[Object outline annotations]
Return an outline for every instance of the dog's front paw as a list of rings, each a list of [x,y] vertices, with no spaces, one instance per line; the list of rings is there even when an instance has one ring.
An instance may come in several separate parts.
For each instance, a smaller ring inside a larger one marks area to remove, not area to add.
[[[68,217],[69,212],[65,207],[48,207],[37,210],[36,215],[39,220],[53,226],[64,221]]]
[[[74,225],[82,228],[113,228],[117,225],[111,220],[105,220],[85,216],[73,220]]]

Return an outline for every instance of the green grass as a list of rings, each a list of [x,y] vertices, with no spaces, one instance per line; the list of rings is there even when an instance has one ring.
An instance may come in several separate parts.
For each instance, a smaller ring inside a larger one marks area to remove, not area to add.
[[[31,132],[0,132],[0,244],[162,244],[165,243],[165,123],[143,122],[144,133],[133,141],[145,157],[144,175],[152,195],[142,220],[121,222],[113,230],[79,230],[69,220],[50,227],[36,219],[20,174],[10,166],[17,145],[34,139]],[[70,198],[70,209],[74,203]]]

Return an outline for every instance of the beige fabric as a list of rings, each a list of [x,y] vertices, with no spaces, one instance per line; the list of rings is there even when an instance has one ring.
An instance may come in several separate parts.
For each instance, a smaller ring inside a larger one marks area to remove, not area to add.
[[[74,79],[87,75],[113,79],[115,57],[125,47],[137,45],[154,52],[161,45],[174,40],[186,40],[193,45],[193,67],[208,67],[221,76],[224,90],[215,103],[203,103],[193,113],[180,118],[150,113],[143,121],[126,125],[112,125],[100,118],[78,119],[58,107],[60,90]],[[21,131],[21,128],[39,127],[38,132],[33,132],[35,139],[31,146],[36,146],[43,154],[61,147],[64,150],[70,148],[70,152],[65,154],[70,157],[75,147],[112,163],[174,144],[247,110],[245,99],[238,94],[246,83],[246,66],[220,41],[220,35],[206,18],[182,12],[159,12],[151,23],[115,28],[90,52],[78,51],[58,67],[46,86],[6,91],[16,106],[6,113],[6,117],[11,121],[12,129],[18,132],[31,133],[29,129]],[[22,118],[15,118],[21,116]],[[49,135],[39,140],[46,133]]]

WHAT THIS TASK INVOLVES. Rescale the items from the line containing "Return an outline for every instance of the beige" through the end of the items, both ends included. Write out every one of those lines again, request lines too, with each vertex coordinate in the answer outlines multiplied by 0.2 and rounded to a whole number, halves rounding up.

ANSWER FOR THIS EXERCISE.
Return an outline for every instance of the beige fabric as a list of rings, each a list of [x,y] vertices, with no spaces, one instance per line; the list of rings is there even when an instance has one ring.
An instance may come in several separate parts.
For each instance, a smaller ring inside a larger one marks area to remove, not area to add.
[[[15,16],[17,15],[23,16],[23,11],[25,9],[27,9],[31,10],[32,9],[35,8],[37,8],[39,9],[39,13],[42,13],[44,15],[45,18],[43,21],[41,21],[39,23],[36,24],[30,23],[29,24],[25,25],[22,25],[20,24],[16,24],[12,21],[12,18]],[[4,26],[4,26],[8,25],[8,26],[7,26],[7,28],[6,29],[7,29],[9,31],[12,29],[13,30],[14,30],[14,30],[13,31],[14,31],[15,29],[22,33],[35,29],[49,22],[49,20],[48,19],[49,17],[49,13],[44,8],[44,7],[41,4],[36,2],[32,2],[30,5],[23,6],[18,10],[16,10],[12,13],[9,17],[1,18],[3,21],[1,23],[1,23],[2,24],[2,26],[4,26],[6,27],[6,26]],[[4,24],[3,24],[4,23]],[[10,27],[8,28],[9,27]]]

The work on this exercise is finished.